- [GOALS]
A – List every module imported by the first program in the Haskell byte-counting text, the one that uses an unboxed array.
B – From the Haskell byte-counting text, copy word for word the passage that begins with the words "g v $ L.toChunks" and ends after the words "V.write v w (c + 1)".

- [EXCERPTED TEXT]
>>>

@Alex answer is good but, with only 256 values (indexes) an array should be better
import qualified Data.ByteString.Lazy as L
import qualified Data.Array.Unboxed as A
import qualified Data.ByteString as B
import Data.Int
import Data.Word
fq :: L.ByteString -> A.UArray Word8 Int64
fq = A.accumArray (+) 0 (0, 255) . map (\c -> (c, 1)) . concat . map B.unpack . L.toChunks
main = L.getContents >>= print . fq
@alex code take (for my sample file) 24.81 segs, using array take 7.77 segs.
UPDATED:
although Snoyman solution is better, an improvement avoiding unpack
maybe
fq :: L.ByteString -> A.UArray Word8 Int64
fq = A.accumArray (+) 0 (0, 255) . toCounterC . L.toChunks
where toCounterC [] = []
toCounterC (x:xs) = toCounter x (B.length x) xs
toCounter _ 0 xs = toCounterC xs
toCounter x i xs = (B.index x i', 1): toCounter x i' xs
where i' = i - 1
with ~50% speedup.
UPDATED:
Using IOVector
as Snoyman is as Conduit
version (a bit faster really, but this is a raw code, better use Conduit
)
import Data.Int
import Data.Word
import Control.Monad.IO.Class
import qualified Data.ByteString.Lazy as L
import qualified Data.Array.Unboxed as A
import qualified Data.ByteString as B
import qualified Data.Vector.Unboxed.Mutable as V
fq :: L.ByteString -> IO (V.IOVector Int64)
fq xs =
do
v <- V.replicate 256 0 :: IO (V.IOVector Int64)
g v $ L.toChunks xs
return v
where g v = toCounterC
where toCounterC [] = return ()
toCounterC (x:xs) = toCounter x (B.length x) xs
toCounter _ 0 xs = toCounterC xs
toCounter x i xs = do
let i' = i - 1
w = fromIntegral $ B.index x i'
c <- V.read v w
V.write v w (c + 1)
toCounter x i' xs
main = do
v <- L.getContents >>= fq
mapM_ (\i -> V.read v i >>= liftIO . putStr . (++", ") . show) [0..255]

<<<

- [DATASET EXTRACT]
>>>

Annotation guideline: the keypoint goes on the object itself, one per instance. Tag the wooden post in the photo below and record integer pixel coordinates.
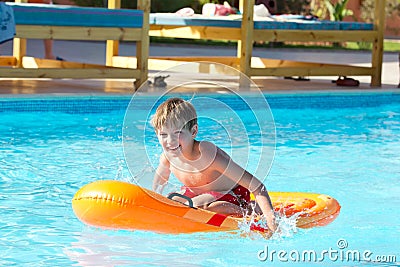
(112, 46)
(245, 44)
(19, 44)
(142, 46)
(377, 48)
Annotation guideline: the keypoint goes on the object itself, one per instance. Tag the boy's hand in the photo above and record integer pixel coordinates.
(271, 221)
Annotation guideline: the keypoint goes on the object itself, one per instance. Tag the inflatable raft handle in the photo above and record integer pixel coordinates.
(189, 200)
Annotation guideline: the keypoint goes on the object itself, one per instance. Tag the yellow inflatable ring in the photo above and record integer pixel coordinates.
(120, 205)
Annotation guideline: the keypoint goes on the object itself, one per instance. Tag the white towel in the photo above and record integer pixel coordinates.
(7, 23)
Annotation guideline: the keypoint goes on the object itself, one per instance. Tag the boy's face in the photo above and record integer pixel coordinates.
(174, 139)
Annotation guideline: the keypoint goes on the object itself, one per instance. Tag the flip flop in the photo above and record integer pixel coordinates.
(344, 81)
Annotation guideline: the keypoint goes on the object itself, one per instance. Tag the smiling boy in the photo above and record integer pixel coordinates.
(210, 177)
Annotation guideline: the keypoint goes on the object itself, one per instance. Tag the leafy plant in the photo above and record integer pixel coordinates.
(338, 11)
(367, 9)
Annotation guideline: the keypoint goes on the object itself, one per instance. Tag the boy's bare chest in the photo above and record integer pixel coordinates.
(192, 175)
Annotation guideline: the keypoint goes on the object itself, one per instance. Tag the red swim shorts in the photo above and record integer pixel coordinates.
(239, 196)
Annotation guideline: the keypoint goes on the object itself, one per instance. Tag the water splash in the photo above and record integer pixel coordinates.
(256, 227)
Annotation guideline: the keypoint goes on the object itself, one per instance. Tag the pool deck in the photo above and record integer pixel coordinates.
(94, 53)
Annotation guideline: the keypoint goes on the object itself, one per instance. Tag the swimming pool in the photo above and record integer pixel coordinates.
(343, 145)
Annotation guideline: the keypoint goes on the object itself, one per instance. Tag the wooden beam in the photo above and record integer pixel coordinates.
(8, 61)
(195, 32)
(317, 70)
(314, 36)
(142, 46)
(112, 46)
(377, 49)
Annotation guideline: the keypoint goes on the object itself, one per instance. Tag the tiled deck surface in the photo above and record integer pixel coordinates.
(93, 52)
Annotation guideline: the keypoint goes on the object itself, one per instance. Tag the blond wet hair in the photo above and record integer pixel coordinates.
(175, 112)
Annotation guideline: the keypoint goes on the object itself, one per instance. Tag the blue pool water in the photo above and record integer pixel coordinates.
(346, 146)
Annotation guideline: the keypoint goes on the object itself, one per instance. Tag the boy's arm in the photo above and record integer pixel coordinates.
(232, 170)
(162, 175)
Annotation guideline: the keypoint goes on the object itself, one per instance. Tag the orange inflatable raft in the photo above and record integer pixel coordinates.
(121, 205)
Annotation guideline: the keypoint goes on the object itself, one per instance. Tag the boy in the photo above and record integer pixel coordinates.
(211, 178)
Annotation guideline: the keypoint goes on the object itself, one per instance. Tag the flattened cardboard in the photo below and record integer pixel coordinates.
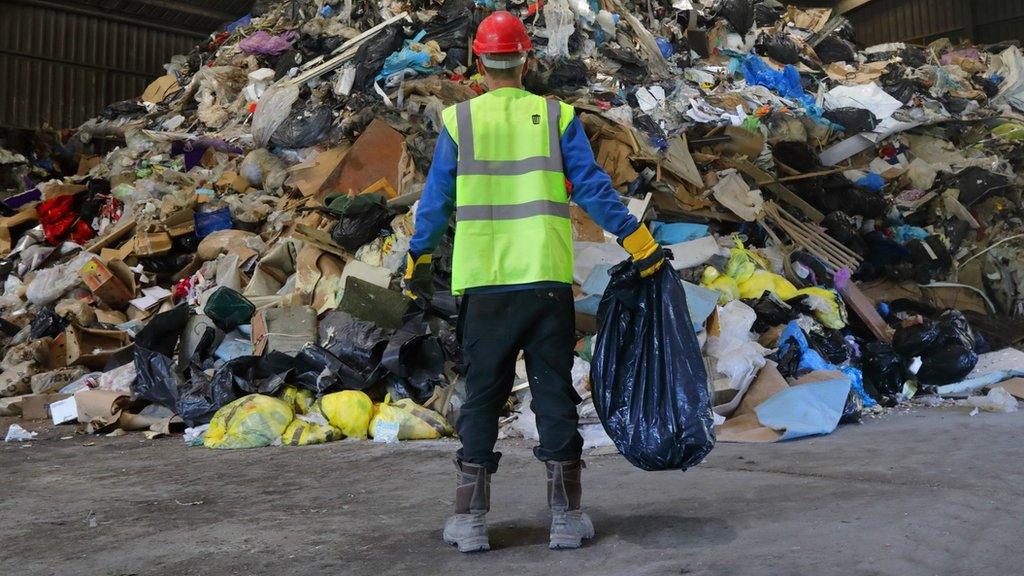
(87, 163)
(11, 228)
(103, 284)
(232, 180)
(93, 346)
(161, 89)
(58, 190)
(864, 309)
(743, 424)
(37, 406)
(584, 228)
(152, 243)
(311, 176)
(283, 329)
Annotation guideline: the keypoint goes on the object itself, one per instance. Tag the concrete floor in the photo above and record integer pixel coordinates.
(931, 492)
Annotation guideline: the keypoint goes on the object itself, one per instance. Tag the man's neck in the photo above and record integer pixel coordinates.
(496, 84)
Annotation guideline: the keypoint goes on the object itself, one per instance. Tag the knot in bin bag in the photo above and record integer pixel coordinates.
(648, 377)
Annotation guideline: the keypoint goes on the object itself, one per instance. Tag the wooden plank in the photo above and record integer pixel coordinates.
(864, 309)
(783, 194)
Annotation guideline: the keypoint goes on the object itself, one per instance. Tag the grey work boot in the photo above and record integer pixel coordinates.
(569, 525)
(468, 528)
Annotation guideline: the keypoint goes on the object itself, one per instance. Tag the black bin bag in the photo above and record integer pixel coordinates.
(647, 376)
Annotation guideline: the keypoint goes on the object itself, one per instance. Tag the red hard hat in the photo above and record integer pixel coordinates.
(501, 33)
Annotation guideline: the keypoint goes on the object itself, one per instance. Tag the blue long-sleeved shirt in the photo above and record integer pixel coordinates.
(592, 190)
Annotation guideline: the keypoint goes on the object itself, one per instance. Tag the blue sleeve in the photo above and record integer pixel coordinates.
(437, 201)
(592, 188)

<<<

- [FULL ANSWERS]
A – Data.ByteString.Lazy, Data.Array.Unboxed, Data.ByteString, Data.Int, Data.Word

B –
g v $ L.toChunks xs
return v
where g v = toCounterC
where toCounterC [] = return ()
toCounterC (x:xs) = toCounter x (B.length x) xs
toCounter _ 0 xs = toCounterC xs
toCounter x i xs = do
let i' = i - 1
w = fromIntegral $ B.index x i'
c <- V.read v w
V.write v w (c + 1)